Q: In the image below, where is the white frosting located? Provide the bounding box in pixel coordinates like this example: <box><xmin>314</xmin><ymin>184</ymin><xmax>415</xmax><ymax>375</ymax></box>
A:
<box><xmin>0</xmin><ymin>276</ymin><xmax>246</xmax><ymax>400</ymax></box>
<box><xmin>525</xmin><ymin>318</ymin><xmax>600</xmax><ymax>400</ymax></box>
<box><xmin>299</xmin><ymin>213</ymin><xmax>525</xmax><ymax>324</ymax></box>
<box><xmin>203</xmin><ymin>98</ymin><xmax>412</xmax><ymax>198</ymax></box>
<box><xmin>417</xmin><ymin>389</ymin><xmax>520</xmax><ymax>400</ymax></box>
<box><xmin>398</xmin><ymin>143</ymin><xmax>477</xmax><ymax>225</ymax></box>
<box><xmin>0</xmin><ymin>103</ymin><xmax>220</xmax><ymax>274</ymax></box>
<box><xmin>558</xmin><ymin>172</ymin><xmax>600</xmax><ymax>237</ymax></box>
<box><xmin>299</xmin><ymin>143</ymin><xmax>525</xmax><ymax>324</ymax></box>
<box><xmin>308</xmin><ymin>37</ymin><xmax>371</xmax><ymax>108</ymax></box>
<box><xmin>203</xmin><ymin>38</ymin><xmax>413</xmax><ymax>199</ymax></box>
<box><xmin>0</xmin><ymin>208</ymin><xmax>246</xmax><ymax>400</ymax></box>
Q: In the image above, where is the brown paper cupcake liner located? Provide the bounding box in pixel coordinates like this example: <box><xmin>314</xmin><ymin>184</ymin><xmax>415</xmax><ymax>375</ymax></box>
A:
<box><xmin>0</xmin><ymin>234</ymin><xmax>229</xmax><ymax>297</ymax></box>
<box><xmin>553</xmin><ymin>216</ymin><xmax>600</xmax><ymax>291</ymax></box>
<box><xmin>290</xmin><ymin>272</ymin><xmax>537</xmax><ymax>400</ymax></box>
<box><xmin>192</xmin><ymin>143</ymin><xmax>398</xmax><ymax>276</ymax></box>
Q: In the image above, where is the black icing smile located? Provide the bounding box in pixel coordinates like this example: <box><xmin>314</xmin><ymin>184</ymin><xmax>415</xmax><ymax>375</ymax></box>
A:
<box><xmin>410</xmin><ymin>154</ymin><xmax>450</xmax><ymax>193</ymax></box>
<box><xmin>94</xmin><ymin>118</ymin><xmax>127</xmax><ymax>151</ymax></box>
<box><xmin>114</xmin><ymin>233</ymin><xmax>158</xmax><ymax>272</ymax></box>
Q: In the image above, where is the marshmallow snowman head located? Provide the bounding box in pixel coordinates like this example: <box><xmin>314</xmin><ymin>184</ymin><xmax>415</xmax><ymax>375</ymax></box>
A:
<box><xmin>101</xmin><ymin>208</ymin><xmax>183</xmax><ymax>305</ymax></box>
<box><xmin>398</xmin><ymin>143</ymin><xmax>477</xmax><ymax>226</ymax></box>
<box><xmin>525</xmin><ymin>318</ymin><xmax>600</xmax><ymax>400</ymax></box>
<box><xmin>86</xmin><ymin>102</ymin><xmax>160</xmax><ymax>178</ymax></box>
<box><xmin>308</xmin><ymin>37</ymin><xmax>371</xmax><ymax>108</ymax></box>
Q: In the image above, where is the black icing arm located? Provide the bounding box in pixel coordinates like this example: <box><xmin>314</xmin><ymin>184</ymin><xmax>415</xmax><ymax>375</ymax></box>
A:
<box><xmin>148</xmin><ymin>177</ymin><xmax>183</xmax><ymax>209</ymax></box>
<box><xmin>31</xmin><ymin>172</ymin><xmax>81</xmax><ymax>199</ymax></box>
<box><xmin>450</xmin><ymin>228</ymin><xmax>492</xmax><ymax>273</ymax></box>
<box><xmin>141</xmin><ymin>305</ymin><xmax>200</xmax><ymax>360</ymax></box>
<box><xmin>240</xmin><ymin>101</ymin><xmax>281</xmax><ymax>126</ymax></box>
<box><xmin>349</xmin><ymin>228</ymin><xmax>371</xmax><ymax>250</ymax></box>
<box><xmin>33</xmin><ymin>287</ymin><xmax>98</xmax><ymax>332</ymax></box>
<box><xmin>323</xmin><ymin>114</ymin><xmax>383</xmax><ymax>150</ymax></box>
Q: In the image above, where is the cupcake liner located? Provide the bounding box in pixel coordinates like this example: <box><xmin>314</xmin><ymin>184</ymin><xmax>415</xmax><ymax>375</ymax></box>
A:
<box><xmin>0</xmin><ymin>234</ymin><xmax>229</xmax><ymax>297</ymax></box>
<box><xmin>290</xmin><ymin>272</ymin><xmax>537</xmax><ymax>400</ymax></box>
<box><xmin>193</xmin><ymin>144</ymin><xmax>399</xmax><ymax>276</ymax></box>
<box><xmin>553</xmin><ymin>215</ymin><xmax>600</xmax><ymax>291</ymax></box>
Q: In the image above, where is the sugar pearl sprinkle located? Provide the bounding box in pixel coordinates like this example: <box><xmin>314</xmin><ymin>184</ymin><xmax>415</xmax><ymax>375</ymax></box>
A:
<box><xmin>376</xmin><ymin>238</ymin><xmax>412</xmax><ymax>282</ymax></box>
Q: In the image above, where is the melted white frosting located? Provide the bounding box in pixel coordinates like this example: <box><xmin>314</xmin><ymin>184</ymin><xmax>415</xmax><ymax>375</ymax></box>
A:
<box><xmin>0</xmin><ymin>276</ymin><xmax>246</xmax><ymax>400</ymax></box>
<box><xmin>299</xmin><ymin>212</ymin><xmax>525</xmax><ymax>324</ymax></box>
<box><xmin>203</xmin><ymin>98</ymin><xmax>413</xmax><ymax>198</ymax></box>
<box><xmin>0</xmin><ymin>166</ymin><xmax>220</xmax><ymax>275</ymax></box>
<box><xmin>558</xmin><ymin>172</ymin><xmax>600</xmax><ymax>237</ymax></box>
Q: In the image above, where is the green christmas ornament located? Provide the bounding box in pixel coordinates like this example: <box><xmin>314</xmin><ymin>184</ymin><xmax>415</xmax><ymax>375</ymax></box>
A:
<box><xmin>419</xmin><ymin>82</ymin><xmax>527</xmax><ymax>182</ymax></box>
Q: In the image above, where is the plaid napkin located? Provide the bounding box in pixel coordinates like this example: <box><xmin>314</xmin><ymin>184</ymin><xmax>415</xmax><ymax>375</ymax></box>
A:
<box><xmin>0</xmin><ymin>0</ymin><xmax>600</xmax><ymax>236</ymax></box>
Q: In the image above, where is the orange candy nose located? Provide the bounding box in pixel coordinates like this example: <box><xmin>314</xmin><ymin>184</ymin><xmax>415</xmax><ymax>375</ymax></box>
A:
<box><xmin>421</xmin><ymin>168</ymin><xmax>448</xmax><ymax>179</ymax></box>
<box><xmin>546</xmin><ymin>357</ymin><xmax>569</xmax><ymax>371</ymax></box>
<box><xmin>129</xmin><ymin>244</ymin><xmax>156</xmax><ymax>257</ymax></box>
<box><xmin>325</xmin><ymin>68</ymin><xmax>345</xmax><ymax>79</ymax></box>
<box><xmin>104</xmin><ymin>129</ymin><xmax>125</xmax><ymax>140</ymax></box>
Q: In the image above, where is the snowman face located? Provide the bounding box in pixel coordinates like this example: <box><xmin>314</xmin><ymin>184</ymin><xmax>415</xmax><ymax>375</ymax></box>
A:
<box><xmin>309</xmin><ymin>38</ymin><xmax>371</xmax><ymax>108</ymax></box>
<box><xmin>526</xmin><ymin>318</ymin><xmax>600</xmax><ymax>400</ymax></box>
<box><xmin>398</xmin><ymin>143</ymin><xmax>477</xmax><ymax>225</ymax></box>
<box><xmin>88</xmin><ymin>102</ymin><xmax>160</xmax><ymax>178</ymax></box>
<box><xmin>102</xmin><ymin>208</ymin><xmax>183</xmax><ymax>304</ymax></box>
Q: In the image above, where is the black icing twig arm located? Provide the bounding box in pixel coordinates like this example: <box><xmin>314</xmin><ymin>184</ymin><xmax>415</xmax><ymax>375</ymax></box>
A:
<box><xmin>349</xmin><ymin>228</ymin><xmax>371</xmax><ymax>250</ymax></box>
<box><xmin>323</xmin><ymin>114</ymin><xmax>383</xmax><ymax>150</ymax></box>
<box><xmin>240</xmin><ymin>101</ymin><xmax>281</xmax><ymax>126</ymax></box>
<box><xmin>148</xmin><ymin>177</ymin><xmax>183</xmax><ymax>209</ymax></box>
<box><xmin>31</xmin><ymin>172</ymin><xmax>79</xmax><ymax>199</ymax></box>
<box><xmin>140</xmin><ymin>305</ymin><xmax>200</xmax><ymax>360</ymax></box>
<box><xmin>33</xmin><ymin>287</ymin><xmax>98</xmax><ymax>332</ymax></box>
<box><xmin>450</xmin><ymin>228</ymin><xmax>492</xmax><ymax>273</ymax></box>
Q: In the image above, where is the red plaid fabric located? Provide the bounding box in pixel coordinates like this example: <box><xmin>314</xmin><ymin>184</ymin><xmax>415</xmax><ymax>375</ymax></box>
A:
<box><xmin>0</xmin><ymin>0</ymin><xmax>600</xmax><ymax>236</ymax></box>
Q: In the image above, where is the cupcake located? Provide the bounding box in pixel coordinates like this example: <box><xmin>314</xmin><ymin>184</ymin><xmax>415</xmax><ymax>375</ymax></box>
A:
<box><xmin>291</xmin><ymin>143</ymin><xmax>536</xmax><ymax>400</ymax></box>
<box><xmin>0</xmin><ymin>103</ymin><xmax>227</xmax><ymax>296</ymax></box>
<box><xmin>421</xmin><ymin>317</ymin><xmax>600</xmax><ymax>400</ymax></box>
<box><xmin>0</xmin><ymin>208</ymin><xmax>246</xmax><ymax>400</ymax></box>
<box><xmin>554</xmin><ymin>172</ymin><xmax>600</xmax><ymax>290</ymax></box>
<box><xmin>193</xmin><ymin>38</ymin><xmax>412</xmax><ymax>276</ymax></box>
+++
# [PROBLEM STATEMENT]
Turn the items into a numbered list, starting at the line that contains "Q: In the image above, where is the black icing twig" and running through the last line of the items, with blank lines left out.

# [ANSWER BELOW]
1. Q: In the image above, where is the black icing twig arm located? Provide the bounding box in pixel coordinates like this example: <box><xmin>314</xmin><ymin>184</ymin><xmax>415</xmax><ymax>375</ymax></box>
2. A:
3. <box><xmin>349</xmin><ymin>228</ymin><xmax>371</xmax><ymax>250</ymax></box>
4. <box><xmin>323</xmin><ymin>114</ymin><xmax>383</xmax><ymax>150</ymax></box>
5. <box><xmin>240</xmin><ymin>101</ymin><xmax>281</xmax><ymax>126</ymax></box>
6. <box><xmin>148</xmin><ymin>177</ymin><xmax>183</xmax><ymax>209</ymax></box>
7. <box><xmin>31</xmin><ymin>172</ymin><xmax>79</xmax><ymax>199</ymax></box>
8. <box><xmin>140</xmin><ymin>305</ymin><xmax>200</xmax><ymax>360</ymax></box>
9. <box><xmin>33</xmin><ymin>287</ymin><xmax>98</xmax><ymax>332</ymax></box>
10. <box><xmin>450</xmin><ymin>228</ymin><xmax>492</xmax><ymax>273</ymax></box>
11. Q: In the image above, where is the red plaid fabric located? Provide the bounding box in pixel coordinates like this example: <box><xmin>314</xmin><ymin>184</ymin><xmax>415</xmax><ymax>375</ymax></box>
12. A:
13. <box><xmin>0</xmin><ymin>0</ymin><xmax>600</xmax><ymax>236</ymax></box>
14. Q: In the image above, where is the cupcake located? Provide the bounding box in pixel coordinates like this example: <box><xmin>314</xmin><ymin>184</ymin><xmax>415</xmax><ymax>375</ymax></box>
15. A:
16. <box><xmin>291</xmin><ymin>143</ymin><xmax>536</xmax><ymax>400</ymax></box>
17. <box><xmin>0</xmin><ymin>103</ymin><xmax>227</xmax><ymax>296</ymax></box>
18. <box><xmin>421</xmin><ymin>317</ymin><xmax>600</xmax><ymax>400</ymax></box>
19. <box><xmin>0</xmin><ymin>208</ymin><xmax>246</xmax><ymax>400</ymax></box>
20. <box><xmin>554</xmin><ymin>172</ymin><xmax>600</xmax><ymax>290</ymax></box>
21. <box><xmin>193</xmin><ymin>38</ymin><xmax>412</xmax><ymax>276</ymax></box>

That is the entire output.